===== Source
# Why photos posted online sometimes look nothing like they do on your computer



## emydura (May 14, 2015)

Every now and then I would post a photo and I would get the odd comment, the colours look a bit unrealistic or oversaturated. I’d look at the photo closely and I would agree with the constructive critique. I’d then go back to my photo in Photoshop and realise the photo that I am looking at barely even resembles the photo posted on Slippertalk. The colours would be completely different, especially the red levels. The online photo also often looks oversaturated. I immediately concluded that these photo hosting sites were manipulating my photos. So I tried a range of them. It didn’t matter which one I used I came up with the same result - colours that were way off. I then thought it must be the Photoshop working space I was using so I converted from Adobe RGB to sRGB as recommended. Still no difference. I tried saving the photos as ‘Save for web’ but that didn’t help. I was completely exasperated as to why my online photos could look so different to the reality.

Then I stumbled on the issue of colour management in browsers, summarised at this link - 

http://petapixel.com/2012/06/25/is-your-browser-color-managed/


This link goes into real detail on the topic and offers solutions - 

http://www.gballard.net/photoshop/srgb_wide_gamut.html#


That last link explains why I was seeing a difference in colour in my photos when viewed online. 

_THE NUMBER ONE REASON why Photoshop color looks bad or shifts on the World Wide Web or looks differently in applications like Adobe Fireworks, Dreamweaver, After Effects, Save For Web & Devices, Flash, Safari, Microsoft Internet Explorer IE, Firefox, Chrome, Google, Windows Explorer and Apple's Finder is because:
•	Your color is going from a color-managed application (Photoshop) to an unmanaged application.
==========
§ Challenge A:
Write out the passage from the forum post on photo colors, starting at "http://petapixel.com/2012/06/25/is-your-browser-color-managed/" and ending at "when viewed online.".
§ Challenge B:
Answer these questions using the forum post on photo colors:
(i) Which Photoshop working space did the poster convert from, and to which one?
(ii) Which color levels does the poster say differed most?
(iii) According to the quoted passage, what kind of application does the color go to after leaving Photoshop?
===== Extracted data
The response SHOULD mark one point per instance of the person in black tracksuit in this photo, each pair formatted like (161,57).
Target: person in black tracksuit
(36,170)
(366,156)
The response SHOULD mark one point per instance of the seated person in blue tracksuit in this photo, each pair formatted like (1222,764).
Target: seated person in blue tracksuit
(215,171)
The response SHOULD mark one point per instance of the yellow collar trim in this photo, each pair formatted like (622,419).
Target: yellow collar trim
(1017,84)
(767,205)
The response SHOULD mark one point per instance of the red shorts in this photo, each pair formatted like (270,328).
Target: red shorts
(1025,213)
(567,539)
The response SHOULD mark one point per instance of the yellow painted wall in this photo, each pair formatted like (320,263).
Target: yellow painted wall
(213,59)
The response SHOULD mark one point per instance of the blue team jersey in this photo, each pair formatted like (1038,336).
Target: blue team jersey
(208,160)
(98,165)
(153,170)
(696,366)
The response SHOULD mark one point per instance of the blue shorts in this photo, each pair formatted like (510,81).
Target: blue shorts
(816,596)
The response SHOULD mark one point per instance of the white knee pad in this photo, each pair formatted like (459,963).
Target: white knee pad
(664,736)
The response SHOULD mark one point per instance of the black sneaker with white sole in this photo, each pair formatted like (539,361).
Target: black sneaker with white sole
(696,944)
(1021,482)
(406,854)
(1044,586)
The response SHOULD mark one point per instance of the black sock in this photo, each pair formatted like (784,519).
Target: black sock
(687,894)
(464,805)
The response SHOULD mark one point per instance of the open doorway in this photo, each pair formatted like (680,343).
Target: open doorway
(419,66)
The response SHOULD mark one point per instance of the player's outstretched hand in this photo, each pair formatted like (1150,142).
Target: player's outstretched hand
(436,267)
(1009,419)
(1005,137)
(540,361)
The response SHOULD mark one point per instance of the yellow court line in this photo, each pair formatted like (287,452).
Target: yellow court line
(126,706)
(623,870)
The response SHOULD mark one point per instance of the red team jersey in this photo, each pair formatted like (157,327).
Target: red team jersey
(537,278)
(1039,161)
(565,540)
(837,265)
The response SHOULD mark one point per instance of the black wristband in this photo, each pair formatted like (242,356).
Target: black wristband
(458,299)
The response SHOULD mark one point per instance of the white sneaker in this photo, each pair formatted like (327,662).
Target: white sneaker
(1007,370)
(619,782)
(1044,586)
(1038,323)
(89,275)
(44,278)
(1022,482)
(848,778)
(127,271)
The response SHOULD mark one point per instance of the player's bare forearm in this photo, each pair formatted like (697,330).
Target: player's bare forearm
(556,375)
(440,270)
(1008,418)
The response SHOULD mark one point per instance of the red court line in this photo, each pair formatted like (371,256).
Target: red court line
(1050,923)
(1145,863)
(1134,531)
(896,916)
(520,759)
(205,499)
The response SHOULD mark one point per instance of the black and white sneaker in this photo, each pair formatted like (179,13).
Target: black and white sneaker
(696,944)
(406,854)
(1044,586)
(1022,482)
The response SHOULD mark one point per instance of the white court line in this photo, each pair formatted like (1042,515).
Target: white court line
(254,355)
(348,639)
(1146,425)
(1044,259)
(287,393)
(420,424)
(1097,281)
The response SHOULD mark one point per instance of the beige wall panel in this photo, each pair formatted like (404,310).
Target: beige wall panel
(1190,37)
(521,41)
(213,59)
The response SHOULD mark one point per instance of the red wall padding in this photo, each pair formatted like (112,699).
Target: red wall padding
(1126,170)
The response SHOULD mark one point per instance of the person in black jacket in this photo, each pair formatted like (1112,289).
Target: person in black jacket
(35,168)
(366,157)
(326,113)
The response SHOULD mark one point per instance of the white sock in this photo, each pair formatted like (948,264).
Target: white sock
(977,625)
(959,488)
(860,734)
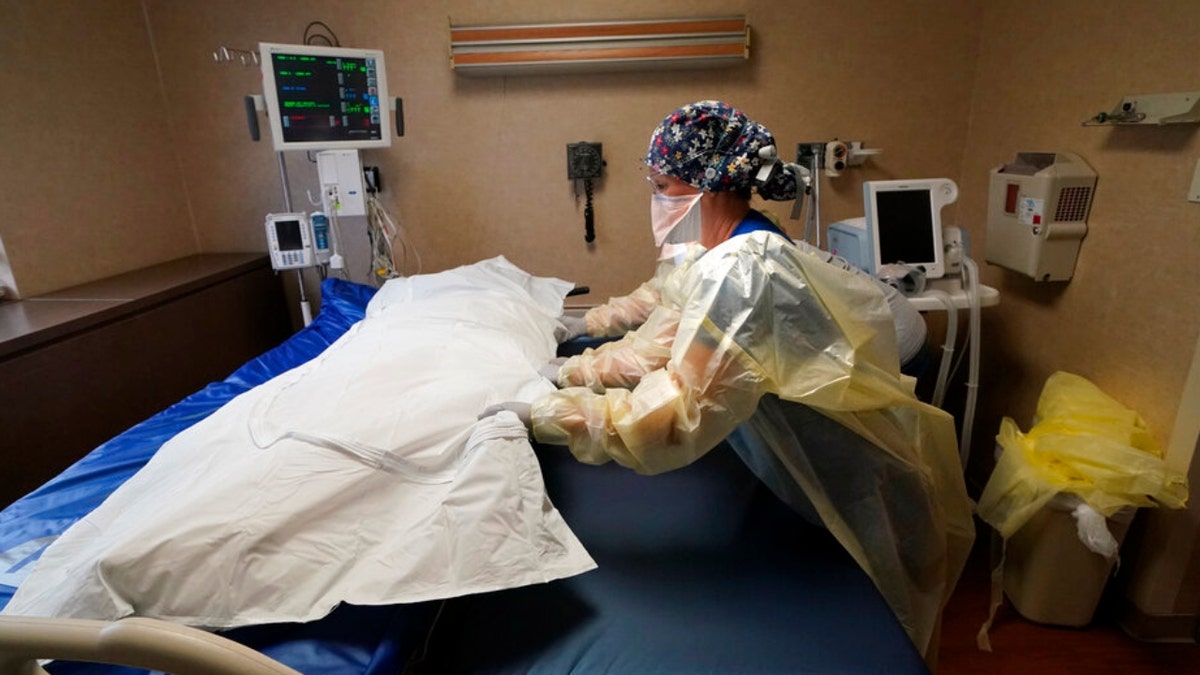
==========
§ Written solution A:
http://petapixel.com/2012/06/25/is-your-browser-color-managed/


This link goes into real detail on the topic and offers solutions - 

http://www.gballard.net/photoshop/srgb_wide_gamut.html#


That last link explains why I was seeing a difference in colour in my photos when viewed online.

§ Written solution B:
(i) From Adobe RGB to sRGB.
(ii) The red levels.
(iii) An unmanaged application.